WORK TO BE COMPLETED - If an entry holds a picture, leave that picture out and reproduce everything else exactly.

ENTRIES SHOWN -
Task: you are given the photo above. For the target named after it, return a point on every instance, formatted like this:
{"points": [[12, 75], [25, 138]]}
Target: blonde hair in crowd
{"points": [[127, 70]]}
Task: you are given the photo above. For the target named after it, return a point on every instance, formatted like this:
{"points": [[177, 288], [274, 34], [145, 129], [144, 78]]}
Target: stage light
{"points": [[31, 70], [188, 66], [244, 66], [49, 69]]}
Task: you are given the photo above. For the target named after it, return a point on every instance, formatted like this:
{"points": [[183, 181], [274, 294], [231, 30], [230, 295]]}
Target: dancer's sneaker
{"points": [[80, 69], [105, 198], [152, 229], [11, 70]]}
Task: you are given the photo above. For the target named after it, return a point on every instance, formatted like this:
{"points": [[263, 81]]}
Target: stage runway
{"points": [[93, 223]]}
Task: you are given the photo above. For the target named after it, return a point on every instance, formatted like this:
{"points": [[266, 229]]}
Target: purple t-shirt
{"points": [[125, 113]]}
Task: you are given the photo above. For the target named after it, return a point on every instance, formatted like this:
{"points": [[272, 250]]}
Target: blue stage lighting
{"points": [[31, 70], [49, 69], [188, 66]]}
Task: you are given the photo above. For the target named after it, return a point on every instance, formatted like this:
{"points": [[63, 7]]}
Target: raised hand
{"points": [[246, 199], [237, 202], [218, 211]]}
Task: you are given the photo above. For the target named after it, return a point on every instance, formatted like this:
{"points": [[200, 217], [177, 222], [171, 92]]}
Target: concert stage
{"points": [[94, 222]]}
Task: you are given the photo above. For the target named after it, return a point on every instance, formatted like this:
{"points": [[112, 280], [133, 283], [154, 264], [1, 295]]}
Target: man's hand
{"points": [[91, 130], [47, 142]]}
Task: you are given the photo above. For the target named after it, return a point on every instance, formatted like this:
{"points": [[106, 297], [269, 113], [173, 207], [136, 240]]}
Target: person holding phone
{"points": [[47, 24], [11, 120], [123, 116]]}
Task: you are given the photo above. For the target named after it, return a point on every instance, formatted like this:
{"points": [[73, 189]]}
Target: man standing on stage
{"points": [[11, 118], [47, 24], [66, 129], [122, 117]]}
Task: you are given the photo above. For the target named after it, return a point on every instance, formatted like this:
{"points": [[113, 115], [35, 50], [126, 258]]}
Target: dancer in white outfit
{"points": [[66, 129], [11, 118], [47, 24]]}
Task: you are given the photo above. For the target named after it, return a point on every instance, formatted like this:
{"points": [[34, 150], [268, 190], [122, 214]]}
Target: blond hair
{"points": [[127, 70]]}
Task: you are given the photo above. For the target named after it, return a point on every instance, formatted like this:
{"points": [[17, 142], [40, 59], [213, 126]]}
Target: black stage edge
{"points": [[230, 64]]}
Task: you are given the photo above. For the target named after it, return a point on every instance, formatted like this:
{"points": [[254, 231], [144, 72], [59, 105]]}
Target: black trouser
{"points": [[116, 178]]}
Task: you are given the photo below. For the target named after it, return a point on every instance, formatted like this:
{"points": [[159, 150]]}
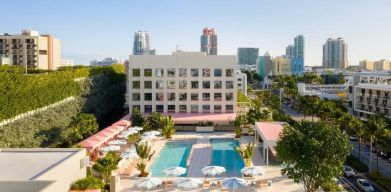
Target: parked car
{"points": [[348, 171], [365, 185]]}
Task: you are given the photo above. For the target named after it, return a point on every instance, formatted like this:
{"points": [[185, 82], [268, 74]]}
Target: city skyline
{"points": [[249, 24]]}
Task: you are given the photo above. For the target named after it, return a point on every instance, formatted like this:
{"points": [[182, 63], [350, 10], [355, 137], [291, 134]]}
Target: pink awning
{"points": [[101, 137], [270, 130]]}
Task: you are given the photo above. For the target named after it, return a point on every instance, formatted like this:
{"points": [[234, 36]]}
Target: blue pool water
{"points": [[173, 154], [224, 154]]}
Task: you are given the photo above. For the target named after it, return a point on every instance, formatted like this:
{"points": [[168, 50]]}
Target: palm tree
{"points": [[376, 127]]}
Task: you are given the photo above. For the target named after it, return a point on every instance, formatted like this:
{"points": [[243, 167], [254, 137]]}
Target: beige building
{"points": [[32, 50], [281, 66], [381, 65], [41, 169]]}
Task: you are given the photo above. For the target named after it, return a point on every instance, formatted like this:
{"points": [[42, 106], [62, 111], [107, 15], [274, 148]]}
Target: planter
{"points": [[205, 129]]}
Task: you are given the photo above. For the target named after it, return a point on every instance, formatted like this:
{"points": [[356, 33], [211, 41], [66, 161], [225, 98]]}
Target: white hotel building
{"points": [[182, 83]]}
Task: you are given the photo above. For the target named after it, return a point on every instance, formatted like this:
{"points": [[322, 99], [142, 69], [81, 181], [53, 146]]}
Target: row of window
{"points": [[182, 72], [183, 108], [183, 97], [183, 84]]}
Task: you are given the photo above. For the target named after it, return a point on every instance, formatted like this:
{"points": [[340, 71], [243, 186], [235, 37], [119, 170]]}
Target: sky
{"points": [[91, 29]]}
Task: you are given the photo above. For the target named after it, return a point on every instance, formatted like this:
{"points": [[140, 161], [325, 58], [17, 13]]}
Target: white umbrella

TASK OUTPUT -
Task: you are given the photo above. For the target named after it, return a point on every instance, formatted like this:
{"points": [[12, 75], [25, 138]]}
Target: blonde hair in crowd
{"points": [[127, 70]]}
Task: you are given the photo above. For the target named after it, return a point on every instance, formatted like this:
{"points": [[177, 288], [274, 34], [145, 129], [144, 78]]}
Target: stage light
{"points": [[31, 70], [188, 66], [244, 66], [49, 69]]}
Task: you are given the photo above. For the target named after it, return a point on every instance, formatted like this:
{"points": [[183, 181], [274, 294], [231, 30], [230, 295]]}
Target: dancer's sneaker
{"points": [[80, 69], [105, 198], [152, 229], [11, 70]]}
Task: you are given the photo above. For the target named after it, return a point on every instance, formatted like this:
{"points": [[263, 81]]}
Target: stage runway
{"points": [[93, 223]]}
Task: you are given the photo above. For the target named after it, return a point on every instance, formatted like this:
{"points": [[266, 229]]}
Target: purple t-shirt
{"points": [[125, 113]]}
Task: you are given the photo above. For the target named after it, return a point on every instance, formatted like this:
{"points": [[272, 250]]}
Target: blue stage lighting
{"points": [[31, 70], [49, 69], [188, 66]]}
Task: you are given the photo above. For the target named after it, return a point on every instance, formatted like this:
{"points": [[63, 7]]}
Target: raised hand
{"points": [[246, 199], [237, 202], [218, 211]]}
Task: you are given the photo above. For the target named after it, return a point on every instance, formatted like this:
{"points": [[200, 217], [177, 222], [171, 92]]}
Target: concert stage
{"points": [[94, 222]]}
Task: you are given the photo above. For the target named after it, return a point on every instance, formatted like this:
{"points": [[112, 280], [133, 283], [154, 264], [1, 295]]}
Target: man's hand
{"points": [[91, 130], [47, 142]]}
Task: you are given the photo above. For the target named after it, return a point on every instance, formatted like this:
{"points": [[106, 297], [269, 113], [173, 207], [136, 240]]}
Target: person holding phone
{"points": [[47, 24], [11, 120], [123, 116]]}
Task: you are given the photo above. For the target named after it, return a point on every instance, formatted like this:
{"points": [[73, 189]]}
Target: man standing on stage
{"points": [[11, 118], [47, 24], [66, 129], [122, 117]]}
Task: you are given the photo above. For the target named after it, return a point on every instance, formatted like this:
{"points": [[113, 115], [35, 50], [126, 258]]}
Target: dancer in white outfit
{"points": [[66, 129], [11, 118], [47, 24]]}
Task: you are given the photo above. For the target named after it, return a point on every instance, formatted like this:
{"points": [[34, 150], [268, 190], [122, 214]]}
Target: blond hair
{"points": [[127, 70]]}
Task: you are given the photo above. For the target named after it, return a point on every instance, formatted like this:
{"points": [[17, 142], [40, 59], [213, 126]]}
Target: black stage edge
{"points": [[230, 64]]}
Task: you are given the photo above. For the target named after it, return a point on every instance, formatted like this:
{"points": [[254, 231], [144, 72], [59, 105]]}
Target: black trouser
{"points": [[116, 178]]}
Task: you are given the photo below. For the target named after it, return a point on every instance, formatted like this:
{"points": [[159, 150]]}
Target: parked car
{"points": [[348, 171], [365, 185]]}
Task: you are given the photo above. For the target named after it, return a point on every instance, formatted like this:
{"points": [[185, 82], [268, 74]]}
Target: city skyline
{"points": [[249, 24]]}
Task: you are given the photo above. For the target named after it, return a point on every instance, formatted like this:
{"points": [[182, 63], [350, 10], [355, 137], [291, 134]]}
Target: pink awning
{"points": [[101, 137], [270, 130]]}
Task: you are given the photo above. For the target named after it, return a point on every instance, formatted like this:
{"points": [[234, 36]]}
Target: blue pool water
{"points": [[173, 154], [224, 154]]}
Task: you are given the photo above. For the target named after it, return a point on every instance, formatted like this:
{"points": [[168, 50]]}
Target: palm tree
{"points": [[376, 127]]}
Task: you are given the photo above. For the target named after it, return a point on every instance, formatted like this:
{"points": [[243, 167], [254, 137]]}
Target: beige building
{"points": [[32, 50], [281, 66], [381, 65], [41, 169]]}
Task: you are given the photo above. For the target named after it, return a point on every instance, formatted like this:
{"points": [[42, 106], [62, 111], [107, 15], [274, 148]]}
Target: planter
{"points": [[205, 129]]}
Task: you are given the photo above. For the target named after it, return a point on every instance, formatted like this:
{"points": [[356, 33], [211, 41], [66, 161], [225, 98]]}
Target: white hotel building
{"points": [[182, 83]]}
Task: you are given the photo above. For the target named after it, return a point on every instance, formatted like this:
{"points": [[322, 99], [142, 69], [81, 181], [53, 146]]}
Target: row of window
{"points": [[182, 72], [183, 108], [183, 97], [183, 84]]}
Task: you are given the photo above. For the target named after it, return a point on every instance, formatted like this:
{"points": [[340, 71], [243, 186], [235, 37], [119, 170]]}
Target: sky
{"points": [[91, 29]]}
Task: you are given the photo above. For the target named after it, return a point on every instance, formatted like this:
{"points": [[140, 161], [325, 58], [17, 13]]}
Target: white umbrella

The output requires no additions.